## Directions
Everything from the line containing "# for every" through the final line of the entries must be repeated exactly, and only that, without pictures.

## Data for the task

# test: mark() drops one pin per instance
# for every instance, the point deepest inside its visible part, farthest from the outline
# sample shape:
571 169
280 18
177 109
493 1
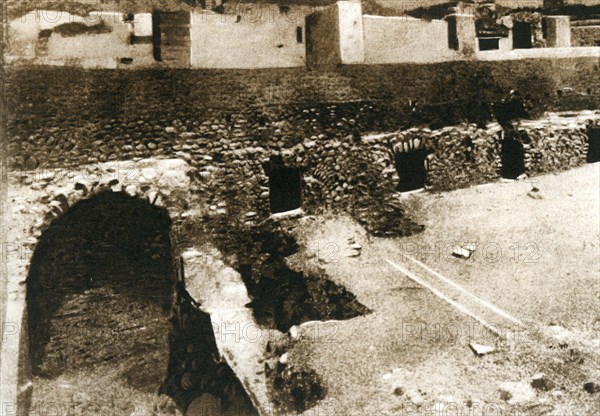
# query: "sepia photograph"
300 208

## Answer section
# for every instance, the point deepest inside its visible part, farthest from the outline
# sample shape:
571 169
280 18
177 109
493 1
# query: "sepia photograph"
300 208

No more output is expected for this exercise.